Rewrite the rows below, replacing each occurrence of "even-odd" with "nonzero" and leaving all other text unchanged.
## BEGIN INPUT DATA
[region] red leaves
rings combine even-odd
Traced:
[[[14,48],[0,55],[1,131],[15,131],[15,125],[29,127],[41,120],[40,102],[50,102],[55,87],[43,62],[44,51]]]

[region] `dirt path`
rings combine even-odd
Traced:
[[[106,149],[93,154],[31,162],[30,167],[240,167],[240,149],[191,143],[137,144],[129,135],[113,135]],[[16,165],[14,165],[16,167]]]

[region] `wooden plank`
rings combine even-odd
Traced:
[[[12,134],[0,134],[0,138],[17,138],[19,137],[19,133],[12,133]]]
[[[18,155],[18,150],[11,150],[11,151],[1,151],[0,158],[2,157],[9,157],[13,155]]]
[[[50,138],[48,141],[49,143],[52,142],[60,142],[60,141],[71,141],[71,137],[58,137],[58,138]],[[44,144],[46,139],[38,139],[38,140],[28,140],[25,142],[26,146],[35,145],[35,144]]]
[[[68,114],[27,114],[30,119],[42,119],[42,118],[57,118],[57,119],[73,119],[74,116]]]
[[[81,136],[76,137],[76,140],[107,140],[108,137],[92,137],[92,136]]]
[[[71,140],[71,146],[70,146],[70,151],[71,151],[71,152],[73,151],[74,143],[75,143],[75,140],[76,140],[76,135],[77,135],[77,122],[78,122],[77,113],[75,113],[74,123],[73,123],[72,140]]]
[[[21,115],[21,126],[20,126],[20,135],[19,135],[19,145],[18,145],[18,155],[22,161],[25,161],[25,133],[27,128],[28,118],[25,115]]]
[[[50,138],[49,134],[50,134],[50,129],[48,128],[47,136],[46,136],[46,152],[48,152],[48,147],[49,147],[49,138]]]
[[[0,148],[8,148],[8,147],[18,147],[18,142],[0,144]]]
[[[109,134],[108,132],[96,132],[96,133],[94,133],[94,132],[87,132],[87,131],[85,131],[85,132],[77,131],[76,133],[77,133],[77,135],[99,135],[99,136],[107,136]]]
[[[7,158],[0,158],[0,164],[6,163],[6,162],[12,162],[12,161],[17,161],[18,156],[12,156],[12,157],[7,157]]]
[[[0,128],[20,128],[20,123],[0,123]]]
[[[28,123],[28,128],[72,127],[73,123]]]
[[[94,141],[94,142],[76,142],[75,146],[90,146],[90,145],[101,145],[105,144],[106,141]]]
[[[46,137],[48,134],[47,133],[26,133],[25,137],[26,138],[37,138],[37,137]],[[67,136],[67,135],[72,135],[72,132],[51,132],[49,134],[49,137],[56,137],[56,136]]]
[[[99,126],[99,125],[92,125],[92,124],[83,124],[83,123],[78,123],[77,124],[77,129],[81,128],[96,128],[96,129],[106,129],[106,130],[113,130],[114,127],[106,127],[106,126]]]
## END INPUT DATA
**FINISHED ANSWER**
[region] red leaves
rings combine nonzero
Traced:
[[[14,48],[0,55],[1,131],[15,131],[15,125],[29,127],[41,120],[40,102],[50,102],[55,87],[43,62],[44,51]]]

[region] `dirt path`
rings combine nonzero
Traced:
[[[106,149],[93,154],[31,162],[30,167],[240,167],[240,149],[191,143],[137,144],[129,135],[113,135]],[[16,165],[14,165],[16,167]]]

[region] `wooden plank`
rings combine nonzero
Traced:
[[[12,134],[0,134],[0,138],[17,138],[19,137],[19,133],[12,133]]]
[[[18,155],[18,150],[11,150],[11,151],[1,151],[0,158],[2,157],[9,157],[13,155]]]
[[[50,138],[48,141],[49,143],[52,142],[60,142],[60,141],[71,141],[71,137],[58,137],[58,138]],[[44,144],[46,139],[38,139],[38,140],[28,140],[25,142],[26,146],[35,145],[35,144]]]
[[[68,114],[27,114],[30,119],[42,119],[42,118],[57,118],[57,119],[73,119],[74,116]]]
[[[81,136],[76,137],[76,140],[107,140],[108,137],[92,137],[92,136]]]
[[[71,140],[71,146],[70,146],[70,151],[71,151],[71,152],[73,151],[74,143],[75,143],[75,140],[76,140],[76,135],[77,135],[77,122],[78,122],[77,113],[75,113],[74,123],[73,123],[72,140]]]
[[[21,115],[21,126],[20,126],[20,135],[19,135],[19,145],[18,145],[18,155],[22,161],[25,161],[25,133],[27,128],[28,118],[25,115]]]
[[[50,138],[49,134],[50,134],[50,129],[48,128],[47,136],[46,136],[46,152],[48,152],[48,147],[49,147],[49,138]]]
[[[0,148],[8,148],[8,147],[18,147],[18,142],[0,144]]]
[[[109,134],[108,132],[96,132],[96,133],[94,133],[94,132],[87,132],[87,131],[85,131],[85,132],[77,131],[76,133],[77,133],[77,135],[99,135],[99,136],[107,136]]]
[[[7,158],[0,158],[0,164],[6,163],[6,162],[12,162],[12,161],[17,161],[18,156],[12,156],[12,157],[7,157]]]
[[[0,128],[20,128],[20,123],[0,123]]]
[[[28,123],[28,128],[72,127],[73,123]]]
[[[94,141],[94,142],[76,142],[75,146],[90,146],[90,145],[101,145],[105,144],[106,141]]]
[[[46,137],[48,134],[47,133],[26,133],[25,137],[26,138],[37,138],[37,137]],[[67,136],[67,135],[72,135],[72,132],[51,132],[49,134],[49,137],[56,137],[56,136]]]
[[[99,126],[99,125],[92,125],[92,124],[83,124],[83,123],[78,123],[77,124],[77,129],[81,128],[96,128],[96,129],[106,129],[106,130],[113,130],[114,127],[106,127],[106,126]]]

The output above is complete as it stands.